## Отрывок:

▼▼▼

Таков был дон Артуро Боккини, и такова была история, которую я, как и обещал, пересказал Гиммлеру. Увы, как сильно отличались два шефа полиции! Если бы это случилось в Берлине, Гиммлер раздул бы такой скандал, что об этом узнал бы весь город! Несмотря на фашизм и Муссолини, как распущены итальянцы в вопросах морали! И так далее и тому подобное. Это был единственный раз, когда он продемонстрировал полное непонимание методов своего римского коллеги и заявил, что сильно сомневается в моральных устоях и надежности союзницы Германии на тот случай, если «взлетит шар».
Во всех других отношениях Гиммлер восхищался Боккини до самой его смерти. Фрейд, наверное, объяснил бы это фиксацией на отце. Рейхсфюрер имел все причины обижаться на своего отца за то, что он воспитал его в такой спартанской строгости. Быть может, в глубине своей непроницаемой души он искал человека, который мог бы заменить ему отца, никогда его не понимавшего, и нашел его в лице Артуро Боккини. По капризу судьбы смерть обоих шефов полиции, как и их жизнь, была совершенно различной.

▲▲▲

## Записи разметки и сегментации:
▼▼▼

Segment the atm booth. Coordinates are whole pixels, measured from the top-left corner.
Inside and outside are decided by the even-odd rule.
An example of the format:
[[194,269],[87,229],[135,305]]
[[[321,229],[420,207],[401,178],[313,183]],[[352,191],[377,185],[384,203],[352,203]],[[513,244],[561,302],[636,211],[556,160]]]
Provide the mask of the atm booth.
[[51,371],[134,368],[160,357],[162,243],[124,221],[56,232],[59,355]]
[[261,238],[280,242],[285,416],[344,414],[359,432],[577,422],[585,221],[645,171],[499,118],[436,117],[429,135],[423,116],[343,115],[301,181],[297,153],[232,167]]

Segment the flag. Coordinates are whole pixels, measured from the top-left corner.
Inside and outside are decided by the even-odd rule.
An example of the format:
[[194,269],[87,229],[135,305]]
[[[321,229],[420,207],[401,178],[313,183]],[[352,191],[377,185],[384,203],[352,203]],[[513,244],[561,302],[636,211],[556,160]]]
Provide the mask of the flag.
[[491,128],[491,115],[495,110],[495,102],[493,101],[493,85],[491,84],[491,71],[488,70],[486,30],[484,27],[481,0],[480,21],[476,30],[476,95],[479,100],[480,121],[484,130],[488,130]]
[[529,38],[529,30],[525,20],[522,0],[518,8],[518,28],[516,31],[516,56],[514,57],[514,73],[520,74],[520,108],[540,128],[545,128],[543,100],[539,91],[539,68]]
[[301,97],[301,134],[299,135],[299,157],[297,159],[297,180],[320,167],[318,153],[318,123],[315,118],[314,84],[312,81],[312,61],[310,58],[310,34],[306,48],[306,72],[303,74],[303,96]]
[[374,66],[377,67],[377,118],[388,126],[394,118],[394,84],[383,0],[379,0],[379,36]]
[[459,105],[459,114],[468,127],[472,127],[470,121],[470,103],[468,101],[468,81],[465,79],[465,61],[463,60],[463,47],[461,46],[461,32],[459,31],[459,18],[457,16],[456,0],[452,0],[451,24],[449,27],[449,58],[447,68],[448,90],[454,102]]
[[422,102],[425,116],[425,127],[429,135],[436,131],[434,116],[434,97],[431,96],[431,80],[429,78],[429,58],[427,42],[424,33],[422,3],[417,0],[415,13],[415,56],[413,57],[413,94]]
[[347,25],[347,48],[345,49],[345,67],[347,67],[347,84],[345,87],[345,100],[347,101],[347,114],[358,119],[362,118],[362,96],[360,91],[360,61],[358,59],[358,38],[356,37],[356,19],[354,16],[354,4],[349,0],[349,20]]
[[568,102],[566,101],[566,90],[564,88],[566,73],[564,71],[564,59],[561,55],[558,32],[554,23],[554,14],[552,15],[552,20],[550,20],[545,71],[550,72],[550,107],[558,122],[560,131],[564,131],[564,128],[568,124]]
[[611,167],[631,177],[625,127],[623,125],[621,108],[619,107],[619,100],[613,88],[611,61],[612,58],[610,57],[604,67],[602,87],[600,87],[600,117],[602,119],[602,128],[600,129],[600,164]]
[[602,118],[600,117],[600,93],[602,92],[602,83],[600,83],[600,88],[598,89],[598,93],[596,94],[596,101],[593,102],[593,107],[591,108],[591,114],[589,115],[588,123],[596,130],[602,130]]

▲▲▲

## Указания:
#1 Перепишите листинг от его начала до строки с «Provide the mask of the atm booth.» включительно, заменив «top-left corner» на «upper-left corner» и ничего больше не меняя.
#2 Продолжите отрывок о Гиммлере и Боккини, начав сразу после его последнего предложения.
Отрывок и листинг — самостоятельные материалы, между собой не связанные.

## Ответы к заданиям:
#1
Segment the atm booth. Coordinates are whole pixels, measured from the upper-left corner.
Inside and outside are decided by the even-odd rule.
An example of the format:
[[194,269],[87,229],[135,305]]
[[[321,229],[420,207],[401,178],[313,183]],[[352,191],[377,185],[384,203],[352,203]],[[513,244],[561,302],[636,211],[556,160]]]
Provide the mask of the atm booth.

#2
В последние годы своей жизни Боккини нашел счастье с молодой родственницей из-под Неаполя. Каждую ночь влюбленная парочка встречалась на террасе Пинчио в садах Боргезе. Когда подъезжала черная полицейская машина дона Боккини, синьорина, охраняемая с восточной тщательностью, прекрасно одетая, вся в драгоценностях, выходила из своего автомобиля. Стареющий кавалер грациозным жестом придворного Бурбонов протягивал ей руку. Затем они недолго гуляли под пурпурным покровом усеянного звездами римского ночного неба, и машина его превосходительства отвозила любовников на уединенный, но обильный обед на двоих.
Увы, она была слишком молода, а обеды слишком роскошными. К тому же дон Артуро никогда не читал описание смерти Мирабо, оставленное нам Бризо, таким же сластолюбцем, как и он сам: «Незадолго до своей смерти Мирабо провел ночь в объятиях танцовщиц Хелисберг и Кулом. Они-то и убили его, и нет смысла приписывать его смерть каким-либо иным причинам».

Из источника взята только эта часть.